Le Canadien, 12 février 1841

Son don exceptionnel lui permit d’amasser une importante fortune qu’il employa en partie à promouvoir la création d’établissements culturels, les Instituts Vattemare — les ancêtres lointains de nos Maisons de la culture —, comprenant galerie d’art, musée d’histoire naturelle, amphithéâtre et, surtout, bibliothèque publique. Ses projets d’Instituts arrivaient à point nommé : durant la première moitié du XIXe siècle, fruit de l’essor économique, technique et social, se faisait cruellement sentir la nécessité de doter les sociétés occidentales d’équipements culturels appropriés ; notamment de bibliothèques publiques, c’est-à-dire des bibliothèques gratuites et ouvertes à toutes les classes de la société.

En 1853, Vattemare avait contribué à la fondation de quelque 130 bibliothèques publiques et Instituts.

CONSIGNE ÉCRITE
Recopiez intégralement le texte sur les Instituts Vattemare, sans y modifier le moindre mot ni signe.

DONNÉES FOURNIES
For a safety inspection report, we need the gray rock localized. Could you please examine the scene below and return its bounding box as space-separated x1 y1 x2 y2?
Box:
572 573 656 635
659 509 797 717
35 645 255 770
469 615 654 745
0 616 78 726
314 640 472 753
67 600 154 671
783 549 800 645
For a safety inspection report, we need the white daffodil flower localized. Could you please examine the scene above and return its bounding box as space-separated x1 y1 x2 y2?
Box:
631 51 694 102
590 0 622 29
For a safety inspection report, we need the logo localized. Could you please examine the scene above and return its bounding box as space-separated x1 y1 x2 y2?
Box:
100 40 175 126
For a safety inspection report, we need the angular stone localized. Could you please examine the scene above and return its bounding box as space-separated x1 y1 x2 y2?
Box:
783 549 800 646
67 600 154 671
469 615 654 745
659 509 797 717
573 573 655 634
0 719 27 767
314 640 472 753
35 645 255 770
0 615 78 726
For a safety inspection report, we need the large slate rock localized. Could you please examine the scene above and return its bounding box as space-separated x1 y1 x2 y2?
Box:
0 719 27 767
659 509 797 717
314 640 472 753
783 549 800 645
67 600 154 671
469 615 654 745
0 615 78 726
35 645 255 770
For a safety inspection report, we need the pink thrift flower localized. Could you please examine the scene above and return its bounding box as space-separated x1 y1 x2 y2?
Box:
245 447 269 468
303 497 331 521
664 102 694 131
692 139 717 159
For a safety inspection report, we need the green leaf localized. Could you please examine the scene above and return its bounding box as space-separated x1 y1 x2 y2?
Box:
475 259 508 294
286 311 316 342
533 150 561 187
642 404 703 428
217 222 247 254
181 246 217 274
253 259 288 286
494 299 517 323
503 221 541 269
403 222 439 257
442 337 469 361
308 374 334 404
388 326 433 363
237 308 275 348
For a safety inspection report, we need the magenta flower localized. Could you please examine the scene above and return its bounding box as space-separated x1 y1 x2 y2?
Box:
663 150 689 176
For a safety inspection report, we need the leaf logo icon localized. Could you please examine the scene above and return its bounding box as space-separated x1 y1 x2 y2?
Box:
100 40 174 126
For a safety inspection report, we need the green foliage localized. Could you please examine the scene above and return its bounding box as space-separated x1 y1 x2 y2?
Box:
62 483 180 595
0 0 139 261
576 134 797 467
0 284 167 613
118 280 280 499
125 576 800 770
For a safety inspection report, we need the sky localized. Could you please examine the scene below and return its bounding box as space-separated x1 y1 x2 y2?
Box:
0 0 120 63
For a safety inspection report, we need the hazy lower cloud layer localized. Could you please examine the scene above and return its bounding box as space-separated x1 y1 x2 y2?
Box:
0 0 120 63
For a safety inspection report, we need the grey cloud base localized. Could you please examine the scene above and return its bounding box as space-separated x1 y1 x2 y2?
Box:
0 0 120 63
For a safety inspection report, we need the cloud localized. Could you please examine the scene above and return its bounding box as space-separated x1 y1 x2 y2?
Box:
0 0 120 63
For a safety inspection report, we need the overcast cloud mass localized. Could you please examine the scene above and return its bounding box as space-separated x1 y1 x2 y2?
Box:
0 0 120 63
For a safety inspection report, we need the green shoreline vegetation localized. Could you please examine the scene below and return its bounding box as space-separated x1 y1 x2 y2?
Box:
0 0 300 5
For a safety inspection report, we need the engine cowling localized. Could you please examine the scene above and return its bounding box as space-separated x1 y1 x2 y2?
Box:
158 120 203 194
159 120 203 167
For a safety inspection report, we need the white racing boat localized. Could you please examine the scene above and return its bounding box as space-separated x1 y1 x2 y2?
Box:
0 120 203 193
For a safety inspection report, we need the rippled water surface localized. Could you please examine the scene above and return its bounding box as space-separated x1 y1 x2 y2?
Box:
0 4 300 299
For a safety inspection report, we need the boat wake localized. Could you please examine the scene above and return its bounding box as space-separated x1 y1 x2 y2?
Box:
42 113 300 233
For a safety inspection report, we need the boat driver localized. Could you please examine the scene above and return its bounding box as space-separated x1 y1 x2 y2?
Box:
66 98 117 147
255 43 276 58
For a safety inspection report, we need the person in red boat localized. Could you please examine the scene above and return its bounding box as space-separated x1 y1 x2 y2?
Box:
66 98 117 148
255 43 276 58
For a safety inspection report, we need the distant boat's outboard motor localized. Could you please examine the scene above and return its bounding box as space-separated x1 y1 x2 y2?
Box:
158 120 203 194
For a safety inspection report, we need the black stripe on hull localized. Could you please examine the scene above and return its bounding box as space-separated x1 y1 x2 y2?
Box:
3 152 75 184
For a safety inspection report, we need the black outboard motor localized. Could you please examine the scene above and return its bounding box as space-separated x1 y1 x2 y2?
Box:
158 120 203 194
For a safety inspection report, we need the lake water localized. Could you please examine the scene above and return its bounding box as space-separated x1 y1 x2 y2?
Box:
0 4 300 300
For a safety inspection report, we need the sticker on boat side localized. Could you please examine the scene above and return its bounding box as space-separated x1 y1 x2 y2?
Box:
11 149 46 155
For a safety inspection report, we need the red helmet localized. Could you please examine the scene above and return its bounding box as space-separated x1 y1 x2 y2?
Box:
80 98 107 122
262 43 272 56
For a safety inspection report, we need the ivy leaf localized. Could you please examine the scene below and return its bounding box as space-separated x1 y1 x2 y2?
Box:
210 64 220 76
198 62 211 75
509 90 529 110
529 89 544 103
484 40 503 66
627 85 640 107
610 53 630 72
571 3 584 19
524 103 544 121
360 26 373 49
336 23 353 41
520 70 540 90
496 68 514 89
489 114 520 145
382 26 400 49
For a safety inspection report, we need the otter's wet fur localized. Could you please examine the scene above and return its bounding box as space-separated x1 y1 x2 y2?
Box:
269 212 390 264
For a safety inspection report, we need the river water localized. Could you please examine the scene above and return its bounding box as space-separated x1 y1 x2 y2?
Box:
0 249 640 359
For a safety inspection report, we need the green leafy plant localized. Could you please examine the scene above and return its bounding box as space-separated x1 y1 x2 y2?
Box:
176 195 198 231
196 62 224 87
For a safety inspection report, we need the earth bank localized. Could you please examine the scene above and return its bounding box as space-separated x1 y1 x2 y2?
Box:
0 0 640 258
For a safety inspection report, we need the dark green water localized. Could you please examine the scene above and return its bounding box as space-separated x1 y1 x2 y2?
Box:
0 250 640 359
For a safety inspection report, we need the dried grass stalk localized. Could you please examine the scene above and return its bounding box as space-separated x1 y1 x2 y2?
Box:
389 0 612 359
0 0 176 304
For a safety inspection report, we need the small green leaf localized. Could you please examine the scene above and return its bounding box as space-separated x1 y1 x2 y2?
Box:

RÉSULTAT CI-DESSOUS
Le Canadien, 12 février 1841

Son don exceptionnel lui permit d’amasser une importante fortune qu’il employa en partie à promouvoir la création d’établissements culturels, les Instituts Vattemare — les ancêtres lointains de nos Maisons de la culture —, comprenant galerie d’art, musée d’histoire naturelle, amphithéâtre et, surtout, bibliothèque publique. Ses projets d’Instituts arrivaient à point nommé : durant la première moitié du XIXe siècle, fruit de l’essor économique, technique et social, se faisait cruellement sentir la nécessité de doter les sociétés occidentales d’équipements culturels appropriés ; notamment de bibliothèques publiques, c’est-à-dire des bibliothèques gratuites et ouvertes à toutes les classes de la société.

En 1853, Vattemare avait contribué à la fondation de quelque 130 bibliothèques publiques et Instituts.